Market Intelligence Report

UK Social Housing
Retrofit Recommendations
Market Intelligence 2025

A comprehensive analysis of retrofit improvement recommendations across England & Wales -giving RMI and construction contractors the intelligence to prioritise regions, target the right work types, and win more social housing frameworks.

Improvement recommendations
797,891
Estimated market value
£3.67Bn
Distinct improvement types
47
Regions covered
10 regions
Solar PV is the most frequently recommended measure
185,171 recommendations
Data period - Jan 2025 - Dec 2025
England & Wales
Source
Locarla EPC Dataset · RdSAP assessments
01
Overview - what this report covers
797,891 improvement recommendations recorded across 47 distinct work types in 10 regions. One property can appear in multiple categories - each figure represents a specific improvement type recommended for a number of homes. The £3.67Bn market value is calculated from actual cost ranges in the dataset (cost range midpoint × recommendation count).
797,891
Improvement recommendations across different work types
One property can appear in multiple categories
£3.67Bn
Estimated market value
Cost range midpoint × recommendation count
47
Distinct improvement types
Solar PV is the most frequently recommended measure - 185,171 recommendations
13
Contractor work categories
47 improvement types grouped into 13 work categories · Floor Insulation appears in 27% of all recommendations
How market value is calculated: Each improvement type carries an indicative cost range in the dataset. The midpoint of that range is multiplied by the recommendation count to produce an estimated market value. This is an indicative figure - actual contract values will vary by specification, property type and contractor. All market values and recommendation counts are derived from EPC (Energy Performance Certificate) assessment data and reflect modelled improvement recommendations, not confirmed works programmes.
02
Estimated market value share - £3.67Bn total
The market is highly concentrated. A small number of categories represent the majority of the total estimated market value despite there being 13 distinct contractor work categories.

(Image location labeling listing)
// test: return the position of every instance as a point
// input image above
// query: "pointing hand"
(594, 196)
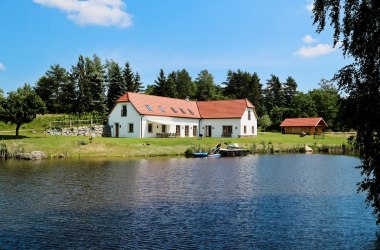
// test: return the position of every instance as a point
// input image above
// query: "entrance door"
(208, 131)
(178, 130)
(116, 127)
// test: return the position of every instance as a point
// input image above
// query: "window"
(195, 131)
(227, 131)
(173, 109)
(150, 128)
(161, 109)
(149, 107)
(178, 130)
(124, 110)
(130, 128)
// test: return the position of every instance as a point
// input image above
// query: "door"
(208, 131)
(116, 131)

EXERCISE REQUIREMENTS
- 1) In the social housing retrofit report, rewrite the passage starting at "A comprehensive analysis" and ending at "social housing frameworks.", replacing "regions" with "local authority areas".
- 2) Present every line of the image location labeling listing as a JSON list of strings, one string per line with blank lines omitted, and leave the pictures out of the answer.

RESPONSES BY TASK
- 1)
A comprehensive analysis of retrofit improvement recommendations across England & Wales -giving RMI and construction contractors the intelligence to prioritise local authority areas, target the right work types, and win more social housing frameworks.

- 2)
[
  "// test: return the position of every instance as a point",
  "// input image above",
  "// query: \"pointing hand\"",
  "(594, 196)",
  "// test: return the position of every instance as a point",
  "// input image above",
  "// query: \"entrance door\"",
  "(208, 131)",
  "(178, 130)",
  "(116, 127)",
  "// test: return the position of every instance as a point",
  "// input image above",
  "// query: \"window\"",
  "(195, 131)",
  "(227, 131)",
  "(173, 109)",
  "(150, 128)",
  "(161, 109)",
  "(149, 107)",
  "(178, 130)",
  "(124, 110)",
  "(130, 128)",
  "// test: return the position of every instance as a point",
  "// input image above",
  "// query: \"door\"",
  "(208, 131)",
  "(116, 131)"
]